- _TEXT EXTRACT_
== == ==
For some years now, diesel particulate filters (DPFs) have been fitted to all diesel cars; it’s been part of the UK MoT test since 2013. In short, these devices capture and store soot produced by diesel engines in order to reduce emissions.
The catch with DPFs is that they only have a limited capacity and at some point the excess soot needs to be burned off. In order to do that, the car needs to be driven for around 15 to 20 minutes at 2,500rpm or higher. This process is known as DPF regeneration.
The Independent Garage Association (IGA) has warned that if people are only using their diesel cars for short journeys during the lockdown, though, their DPFs might not be able to regenerate. The organisation advises owners of modern diesel cars to avoid using them for trips of less than 10 to 15 miles in order to avoid clogging up the DPF.
When a DPF has built up too much soot and hasn’t been able to burn it off, a warning light will come on. If this happens, you should not use your car at all until you can get it looked at by a garage.
== == ==
[Dataset entries about object locations]
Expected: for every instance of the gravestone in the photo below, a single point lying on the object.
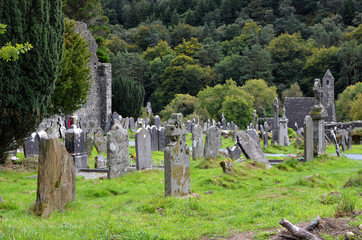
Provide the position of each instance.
(75, 145)
(143, 149)
(234, 151)
(308, 138)
(56, 177)
(275, 136)
(100, 161)
(197, 142)
(154, 137)
(100, 141)
(251, 149)
(161, 139)
(31, 146)
(227, 166)
(131, 123)
(338, 150)
(117, 151)
(212, 142)
(157, 121)
(177, 159)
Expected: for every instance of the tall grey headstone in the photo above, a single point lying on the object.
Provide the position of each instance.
(197, 142)
(75, 145)
(251, 149)
(308, 138)
(162, 139)
(177, 159)
(143, 149)
(117, 151)
(212, 142)
(275, 137)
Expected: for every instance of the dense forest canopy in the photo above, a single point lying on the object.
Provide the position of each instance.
(181, 46)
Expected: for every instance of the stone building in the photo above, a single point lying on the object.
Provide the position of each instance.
(98, 107)
(296, 108)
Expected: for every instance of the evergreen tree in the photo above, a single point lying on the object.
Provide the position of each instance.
(71, 88)
(26, 85)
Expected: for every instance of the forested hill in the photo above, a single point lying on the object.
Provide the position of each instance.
(182, 46)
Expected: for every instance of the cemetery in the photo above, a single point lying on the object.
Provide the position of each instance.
(94, 148)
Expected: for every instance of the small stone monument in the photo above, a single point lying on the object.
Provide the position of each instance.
(75, 144)
(117, 151)
(212, 142)
(275, 137)
(197, 142)
(177, 159)
(308, 138)
(143, 149)
(56, 177)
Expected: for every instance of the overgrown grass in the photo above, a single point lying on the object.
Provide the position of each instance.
(134, 207)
== == ==
- _INSTRUCTIONS_
a - Answer these questions about the passage on diesel particulate filters:
(i) Since what year have DPFs been part of the UK MoT test?
(ii) For how long and at what engine speed must a car be driven for DPF regeneration?
(iii) Trips shorter than what distance does the IGA advise owners of modern diesel cars to avoid?
b - Could you go on with the passage on diesel particulate filters from its last sentence?
None of the entries are needed here.

- _ANSWER SET_
a -
(i) 2013
(ii) Around 15 to 20 minutes at 2,500rpm or higher
(iii) 10 to 15 miles

b -
It may be possible for a mechanic to use specialist equipment to carry out a forced DPF regeneration, which is the ideal outcome. If this can’t be done, though, a whole new filter may be required, and this can cost up to £3,000.
If drivers ignore the warning light and carry on using their car with a full DPF, they risk blocking the DPF altogether, in which case the car will enter limp-home mode.
If drivers of diesel cars are in any doubt about the state of their DPF and are unsure what to do, the IGA advises them to call a garage and seek expert mechanical advice.